* Work to be completed: Count the lines in the material below that contain the string "orange". Reply with the number only.

* Provided data:

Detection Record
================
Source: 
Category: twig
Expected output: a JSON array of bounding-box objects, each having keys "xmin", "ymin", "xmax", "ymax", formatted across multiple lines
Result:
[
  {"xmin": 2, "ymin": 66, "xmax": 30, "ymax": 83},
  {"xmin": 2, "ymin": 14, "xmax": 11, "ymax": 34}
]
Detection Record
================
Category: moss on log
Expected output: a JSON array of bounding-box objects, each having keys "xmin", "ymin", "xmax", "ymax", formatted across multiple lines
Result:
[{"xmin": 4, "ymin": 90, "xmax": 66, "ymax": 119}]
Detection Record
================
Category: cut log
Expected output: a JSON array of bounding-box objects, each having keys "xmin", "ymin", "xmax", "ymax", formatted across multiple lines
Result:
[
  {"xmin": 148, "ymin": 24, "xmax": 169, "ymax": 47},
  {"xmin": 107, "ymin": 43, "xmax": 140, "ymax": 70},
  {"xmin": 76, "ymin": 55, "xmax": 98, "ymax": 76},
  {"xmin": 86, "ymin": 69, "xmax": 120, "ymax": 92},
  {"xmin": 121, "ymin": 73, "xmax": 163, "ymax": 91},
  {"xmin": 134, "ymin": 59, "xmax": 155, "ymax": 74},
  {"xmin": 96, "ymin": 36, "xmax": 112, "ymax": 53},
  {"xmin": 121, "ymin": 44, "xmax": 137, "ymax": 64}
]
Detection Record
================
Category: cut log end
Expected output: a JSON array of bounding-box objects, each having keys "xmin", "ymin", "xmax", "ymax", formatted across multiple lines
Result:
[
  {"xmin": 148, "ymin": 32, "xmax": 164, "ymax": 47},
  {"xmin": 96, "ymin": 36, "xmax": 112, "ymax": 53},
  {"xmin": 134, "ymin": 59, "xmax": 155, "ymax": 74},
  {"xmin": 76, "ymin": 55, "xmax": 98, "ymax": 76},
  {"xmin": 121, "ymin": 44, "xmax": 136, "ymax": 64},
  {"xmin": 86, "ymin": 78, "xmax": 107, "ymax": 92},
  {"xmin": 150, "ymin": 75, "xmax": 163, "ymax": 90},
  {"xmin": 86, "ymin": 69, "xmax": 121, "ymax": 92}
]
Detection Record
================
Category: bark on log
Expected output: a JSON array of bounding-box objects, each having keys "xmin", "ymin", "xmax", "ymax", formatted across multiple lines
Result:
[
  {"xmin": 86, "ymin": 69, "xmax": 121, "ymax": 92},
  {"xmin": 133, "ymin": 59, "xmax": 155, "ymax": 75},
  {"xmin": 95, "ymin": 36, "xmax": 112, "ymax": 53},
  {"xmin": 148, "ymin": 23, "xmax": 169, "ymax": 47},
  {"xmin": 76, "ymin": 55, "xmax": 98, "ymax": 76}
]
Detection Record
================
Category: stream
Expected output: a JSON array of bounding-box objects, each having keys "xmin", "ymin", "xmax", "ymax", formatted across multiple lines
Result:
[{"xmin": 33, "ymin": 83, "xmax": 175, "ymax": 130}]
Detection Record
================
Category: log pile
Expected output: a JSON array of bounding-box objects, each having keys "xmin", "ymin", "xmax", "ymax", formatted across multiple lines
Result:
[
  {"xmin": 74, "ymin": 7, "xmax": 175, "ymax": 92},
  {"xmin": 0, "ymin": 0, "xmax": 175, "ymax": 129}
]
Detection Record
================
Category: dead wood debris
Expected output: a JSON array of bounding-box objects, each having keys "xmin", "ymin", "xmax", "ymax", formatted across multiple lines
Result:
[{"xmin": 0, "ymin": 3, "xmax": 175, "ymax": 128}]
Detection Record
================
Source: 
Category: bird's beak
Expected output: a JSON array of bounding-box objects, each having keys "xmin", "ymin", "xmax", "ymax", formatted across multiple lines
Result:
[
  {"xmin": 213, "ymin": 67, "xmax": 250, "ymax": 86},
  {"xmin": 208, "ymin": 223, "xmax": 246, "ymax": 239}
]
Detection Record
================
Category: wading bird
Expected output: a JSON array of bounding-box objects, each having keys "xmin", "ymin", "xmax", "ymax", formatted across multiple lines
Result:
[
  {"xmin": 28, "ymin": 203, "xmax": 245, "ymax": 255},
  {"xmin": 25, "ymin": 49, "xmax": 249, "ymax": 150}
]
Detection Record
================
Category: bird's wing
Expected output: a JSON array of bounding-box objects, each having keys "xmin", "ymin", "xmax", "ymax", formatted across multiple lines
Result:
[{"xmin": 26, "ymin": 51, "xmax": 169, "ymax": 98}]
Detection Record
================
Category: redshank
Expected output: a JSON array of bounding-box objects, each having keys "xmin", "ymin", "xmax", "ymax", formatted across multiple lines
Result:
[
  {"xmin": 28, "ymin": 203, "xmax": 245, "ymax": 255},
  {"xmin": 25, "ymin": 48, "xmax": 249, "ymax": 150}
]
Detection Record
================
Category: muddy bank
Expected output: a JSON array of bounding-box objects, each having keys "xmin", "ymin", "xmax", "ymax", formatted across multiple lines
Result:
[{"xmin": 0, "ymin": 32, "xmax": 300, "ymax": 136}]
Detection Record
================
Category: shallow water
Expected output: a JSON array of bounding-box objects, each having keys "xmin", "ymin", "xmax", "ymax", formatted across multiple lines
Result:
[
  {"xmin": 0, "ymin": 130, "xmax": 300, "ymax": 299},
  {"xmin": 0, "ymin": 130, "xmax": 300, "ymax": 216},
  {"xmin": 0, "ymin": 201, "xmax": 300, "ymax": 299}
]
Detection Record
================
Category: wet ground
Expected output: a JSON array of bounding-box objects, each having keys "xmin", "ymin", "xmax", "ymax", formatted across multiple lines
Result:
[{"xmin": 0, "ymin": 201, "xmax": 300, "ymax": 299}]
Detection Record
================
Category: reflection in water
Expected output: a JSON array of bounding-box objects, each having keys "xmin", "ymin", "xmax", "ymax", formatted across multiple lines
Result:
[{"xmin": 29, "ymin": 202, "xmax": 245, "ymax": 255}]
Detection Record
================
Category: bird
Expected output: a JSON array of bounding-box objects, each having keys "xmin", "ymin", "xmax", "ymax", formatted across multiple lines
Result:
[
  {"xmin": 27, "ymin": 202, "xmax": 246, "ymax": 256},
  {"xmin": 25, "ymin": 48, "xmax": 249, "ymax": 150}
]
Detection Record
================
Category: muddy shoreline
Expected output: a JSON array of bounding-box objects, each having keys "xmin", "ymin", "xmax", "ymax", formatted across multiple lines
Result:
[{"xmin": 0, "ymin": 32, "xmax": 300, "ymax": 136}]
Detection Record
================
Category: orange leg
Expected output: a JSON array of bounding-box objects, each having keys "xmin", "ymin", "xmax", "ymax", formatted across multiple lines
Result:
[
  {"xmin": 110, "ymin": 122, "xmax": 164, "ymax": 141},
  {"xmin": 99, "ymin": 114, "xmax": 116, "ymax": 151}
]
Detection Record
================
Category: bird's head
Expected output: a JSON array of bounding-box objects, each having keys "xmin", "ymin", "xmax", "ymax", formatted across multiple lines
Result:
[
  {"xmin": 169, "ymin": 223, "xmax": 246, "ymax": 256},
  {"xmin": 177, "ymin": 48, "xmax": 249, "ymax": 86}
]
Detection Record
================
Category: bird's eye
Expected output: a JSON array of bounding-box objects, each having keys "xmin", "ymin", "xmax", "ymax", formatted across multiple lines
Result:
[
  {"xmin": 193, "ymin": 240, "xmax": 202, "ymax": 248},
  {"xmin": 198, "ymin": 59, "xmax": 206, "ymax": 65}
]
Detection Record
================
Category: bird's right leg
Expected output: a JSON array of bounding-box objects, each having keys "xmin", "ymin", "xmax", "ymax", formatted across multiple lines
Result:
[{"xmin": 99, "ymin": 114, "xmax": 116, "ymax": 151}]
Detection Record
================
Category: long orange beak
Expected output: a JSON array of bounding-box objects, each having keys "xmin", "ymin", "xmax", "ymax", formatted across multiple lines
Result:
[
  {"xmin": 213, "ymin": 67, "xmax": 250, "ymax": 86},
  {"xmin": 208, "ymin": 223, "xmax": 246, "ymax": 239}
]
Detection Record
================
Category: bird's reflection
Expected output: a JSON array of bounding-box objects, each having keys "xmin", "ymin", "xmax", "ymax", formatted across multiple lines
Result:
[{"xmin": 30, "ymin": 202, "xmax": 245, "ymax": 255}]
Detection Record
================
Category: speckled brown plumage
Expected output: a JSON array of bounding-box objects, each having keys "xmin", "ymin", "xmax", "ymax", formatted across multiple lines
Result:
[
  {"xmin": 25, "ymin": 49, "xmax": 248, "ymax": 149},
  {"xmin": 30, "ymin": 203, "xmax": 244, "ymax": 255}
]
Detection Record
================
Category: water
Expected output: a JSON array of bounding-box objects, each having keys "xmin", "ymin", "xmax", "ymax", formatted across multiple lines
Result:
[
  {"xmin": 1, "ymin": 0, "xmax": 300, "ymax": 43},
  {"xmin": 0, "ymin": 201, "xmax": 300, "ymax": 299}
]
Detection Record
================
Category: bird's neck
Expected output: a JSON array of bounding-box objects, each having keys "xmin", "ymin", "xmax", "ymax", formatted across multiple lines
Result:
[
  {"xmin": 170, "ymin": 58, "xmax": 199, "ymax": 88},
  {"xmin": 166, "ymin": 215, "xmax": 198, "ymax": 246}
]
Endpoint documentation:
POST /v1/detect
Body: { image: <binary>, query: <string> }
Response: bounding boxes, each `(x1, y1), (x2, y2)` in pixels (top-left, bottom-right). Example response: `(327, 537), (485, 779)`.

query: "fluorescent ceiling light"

* Output below: 2